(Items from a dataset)
• • • •

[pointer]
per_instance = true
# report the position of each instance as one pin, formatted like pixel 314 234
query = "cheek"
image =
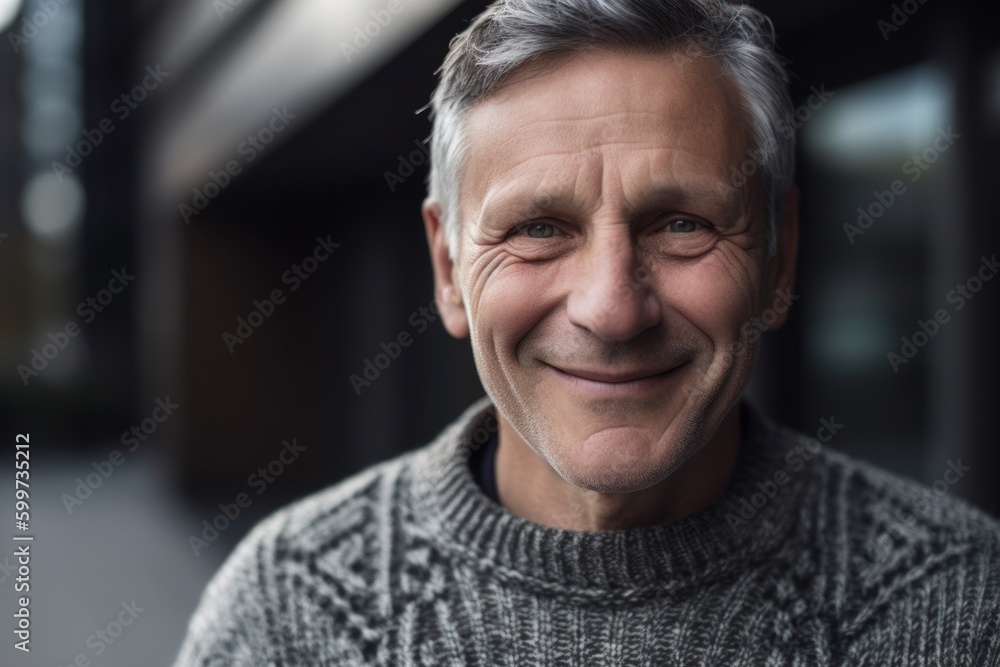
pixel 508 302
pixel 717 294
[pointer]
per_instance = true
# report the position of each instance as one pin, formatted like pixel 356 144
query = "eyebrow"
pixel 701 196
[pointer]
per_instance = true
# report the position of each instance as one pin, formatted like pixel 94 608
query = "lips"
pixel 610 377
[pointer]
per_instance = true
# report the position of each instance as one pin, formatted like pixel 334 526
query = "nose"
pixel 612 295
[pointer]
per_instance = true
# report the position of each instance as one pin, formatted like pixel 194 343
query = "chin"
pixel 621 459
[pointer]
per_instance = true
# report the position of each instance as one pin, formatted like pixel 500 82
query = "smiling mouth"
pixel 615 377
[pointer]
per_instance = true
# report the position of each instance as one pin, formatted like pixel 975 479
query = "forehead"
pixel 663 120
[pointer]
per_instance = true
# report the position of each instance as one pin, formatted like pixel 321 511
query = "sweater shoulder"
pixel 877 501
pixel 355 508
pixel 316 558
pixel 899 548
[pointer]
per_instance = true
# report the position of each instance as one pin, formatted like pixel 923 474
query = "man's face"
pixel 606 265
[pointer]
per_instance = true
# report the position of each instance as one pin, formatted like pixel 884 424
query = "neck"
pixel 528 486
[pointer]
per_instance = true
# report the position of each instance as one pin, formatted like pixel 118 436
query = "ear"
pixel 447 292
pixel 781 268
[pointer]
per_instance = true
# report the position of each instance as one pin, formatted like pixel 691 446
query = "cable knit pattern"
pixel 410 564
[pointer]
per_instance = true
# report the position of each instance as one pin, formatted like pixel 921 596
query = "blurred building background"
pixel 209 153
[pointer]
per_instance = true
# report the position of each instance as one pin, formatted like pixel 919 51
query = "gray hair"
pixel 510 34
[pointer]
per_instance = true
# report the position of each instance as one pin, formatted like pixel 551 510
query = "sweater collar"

• • • •

**SET PROBLEM:** Put these lines into a numbered list, leaving out blank lines and the pictures.

**ANSWER BELOW:**
1. [pointer]
2. per_instance = true
3. # report the position of each instance as one pin, formatted like pixel 314 234
4. query = "cheek"
5. image =
6. pixel 508 302
7. pixel 717 294
8. [pointer]
9. per_instance = true
10. # report the position of each instance as one pin, formatted like pixel 356 144
11. query = "eyebrow"
12. pixel 701 196
13. [pointer]
14. per_instance = true
15. # report the position of each instance as one pin, formatted like pixel 94 608
16. query = "lips"
17. pixel 610 377
18. [pointer]
19. per_instance = true
20. # report the position of each instance as one pin, formatted like pixel 334 526
21. query = "nose"
22. pixel 612 295
23. [pointer]
24. per_instance = true
25. # report the position of each instance as one pin, formatted like pixel 194 343
26. query = "chin"
27. pixel 621 459
28. [pointer]
29. per_instance = true
30. # report the position of each instance as one pin, formatted like pixel 500 82
31. query = "smiling mouth"
32. pixel 615 377
33. [pointer]
34. per_instance = true
35. # report the position of each instance as one pin, formatted like pixel 975 479
36. query = "forehead"
37. pixel 663 120
38. [pointer]
39. per_instance = true
40. # report the position of each instance as one pin, formatted like pixel 321 511
41. query = "sweater shoulder"
42. pixel 877 501
43. pixel 355 508
44. pixel 316 558
45. pixel 899 548
46. [pointer]
47. per_instance = true
48. # report the position of each instance as one pin, formatted like pixel 923 474
49. query = "man's face"
50. pixel 606 265
51. [pointer]
52. per_instance = true
53. # report the position of each instance as one pin, formatted like pixel 884 424
54. query = "neck"
55. pixel 528 486
56. [pointer]
57. per_instance = true
58. # report the position of each instance as one pin, formatted like pixel 118 436
59. query = "ear"
60. pixel 447 292
61. pixel 781 268
62. [pointer]
63. per_instance = true
64. # report the position of each instance as one pin, formatted like pixel 691 446
65. query = "cable knit pattern"
66. pixel 410 564
67. [pointer]
68. per_instance = true
69. # report the position of each instance as one pin, formatted like pixel 921 596
70. query = "blurred building background"
71. pixel 209 153
72. [pointer]
73. per_instance = true
74. # report the position of each instance as one pin, formatted like pixel 919 51
75. query = "gray hair"
76. pixel 510 34
77. [pointer]
78. per_instance = true
79. # report the position of each instance as one pin, formatted like pixel 551 510
80. query = "sweater collar"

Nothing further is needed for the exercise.